» THE REQUEST
Express each line of the listing below as a row in a Markdown table with two columns, Row and Line, numbering the rows consecutively and omitting any blank lines.

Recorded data
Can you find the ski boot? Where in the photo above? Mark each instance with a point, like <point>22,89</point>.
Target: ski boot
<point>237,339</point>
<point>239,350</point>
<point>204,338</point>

» FULL OUTPUT
| Row | Line |
|---|---|
| 1 | Can you find the ski boot? Where in the photo above? Mark each instance with a point, like <point>22,89</point>. |
| 2 | Target: ski boot |
| 3 | <point>237,339</point> |
| 4 | <point>239,350</point> |
| 5 | <point>204,338</point> |